— Start of SUPPLIED TEXT —
SenatorHENDRICKSON (Victoria) [4.31]. - Since His Excellency delivered his Speech, honorable senators have had an opportunity to study its contents carefully. In my opinion, the Speech contains no more or less than did the policy speech which was delivered by the Prime Minister (Mr. Menzies) during the last general election campaign. Despite the fact that import restrictions have been imposed, the economic situation is deteriorating almost hourly. Yet the Government has made no announcement of what it proposes to do to remedy the position. Although many supporters of the Government have addressed the chamber during this debate, very few of them have even referred to the state of the economy.

I should like to comment on certain statements that were made by Senator Maher, who is a real old-type tory. He reiterated statements that have been made time and time again in this chamber. He stated that he was surprised to think that the leader of the great Australian Workers Union, Mr. Davis, who is the Victorian secretary as well as the general president of the union, had begun to couple that great union with the Communist party. The honorable senator referred to a pamphlet which had apparently been handed to him somewhere in Queensland, in which there was mentioned the fact that certain Communist preferences had gone to Labour candidates, and vice versa, during the recent general election. Senator Maher, after referring to the great job of work that had been done by the Australian Workers Union in the past, said that he was surprised that that union was now turning to the Communist method of control. I should like to make it clear both to the Senate and to the people of Australia that there are no greater fighters against communism than the members of that union, and that Mr. Davis is prepared at any time to reaffirm his attitude against communism. Senator Maher said that he agreed with the policy that was adopted by the Australian Workers Union years ago in order to obtain certain amenities for its members, but that the time had come when a halt should be called. That great union, as well as other trade unions in Australia, will never cease trying to get improved amenities for its members. I emphasize that the Australian Workers Union, as well as other unions, is anti-Communist in its industrial outlook.
— End of SUPPLIED TEXT —
— Start of LISTED ENTRIES —
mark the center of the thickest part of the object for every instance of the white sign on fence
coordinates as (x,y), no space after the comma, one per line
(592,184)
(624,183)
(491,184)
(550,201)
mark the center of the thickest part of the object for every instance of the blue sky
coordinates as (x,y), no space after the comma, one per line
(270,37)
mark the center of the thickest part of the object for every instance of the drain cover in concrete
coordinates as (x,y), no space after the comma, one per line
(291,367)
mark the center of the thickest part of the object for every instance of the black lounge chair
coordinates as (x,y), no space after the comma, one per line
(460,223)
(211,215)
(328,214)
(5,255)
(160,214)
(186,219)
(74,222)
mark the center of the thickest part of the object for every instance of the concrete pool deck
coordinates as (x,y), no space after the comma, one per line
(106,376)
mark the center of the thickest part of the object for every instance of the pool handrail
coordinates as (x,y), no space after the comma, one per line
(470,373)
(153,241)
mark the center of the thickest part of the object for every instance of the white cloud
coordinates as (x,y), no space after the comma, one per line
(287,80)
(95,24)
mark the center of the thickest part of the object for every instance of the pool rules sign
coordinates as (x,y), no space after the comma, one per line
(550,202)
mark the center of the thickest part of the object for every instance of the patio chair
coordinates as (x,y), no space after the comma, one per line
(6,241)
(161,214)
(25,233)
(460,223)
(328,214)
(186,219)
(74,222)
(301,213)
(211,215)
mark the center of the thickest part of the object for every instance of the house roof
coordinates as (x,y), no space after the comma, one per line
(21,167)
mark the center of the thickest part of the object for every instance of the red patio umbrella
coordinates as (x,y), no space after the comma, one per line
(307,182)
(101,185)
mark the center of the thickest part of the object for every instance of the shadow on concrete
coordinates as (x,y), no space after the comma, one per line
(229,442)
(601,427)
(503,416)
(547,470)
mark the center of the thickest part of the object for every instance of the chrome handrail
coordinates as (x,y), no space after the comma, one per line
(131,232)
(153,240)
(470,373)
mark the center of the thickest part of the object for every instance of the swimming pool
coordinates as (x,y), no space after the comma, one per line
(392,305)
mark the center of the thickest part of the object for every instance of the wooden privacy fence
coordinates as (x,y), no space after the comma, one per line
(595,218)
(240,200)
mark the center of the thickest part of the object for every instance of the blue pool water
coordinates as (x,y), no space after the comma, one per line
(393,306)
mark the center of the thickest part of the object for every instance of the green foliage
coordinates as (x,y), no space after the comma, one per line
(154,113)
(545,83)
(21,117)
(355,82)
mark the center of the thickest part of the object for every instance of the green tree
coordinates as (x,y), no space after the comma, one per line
— End of LISTED ENTRIES —
CHALLENGES>
[a] According to the Senate speech, what two positions does Mr. Davis hold in the Australian Workers Union?
[b] Pick up the Senate speech right after its final sentence and carry it on in the same speaker's voice.

THE REPLIES>
[a] He is the union's Victorian secretary and its general president.

[b]
Senator Wright recently asked the Minister for Shipping and Transport (Senator Paltridge) a quite legitimate question about the cost to the country of the waterfront strike earlier this month. But the honorable senator did not ask what was the loss to the members of the great waterside workers’ union to fight for this principle. Honorable senators on this side of the House are always loath for the workers to go on strike because they realize that everything lost during a strike is difficult to recover in the future, irrespective of the gains that may be made through direct action.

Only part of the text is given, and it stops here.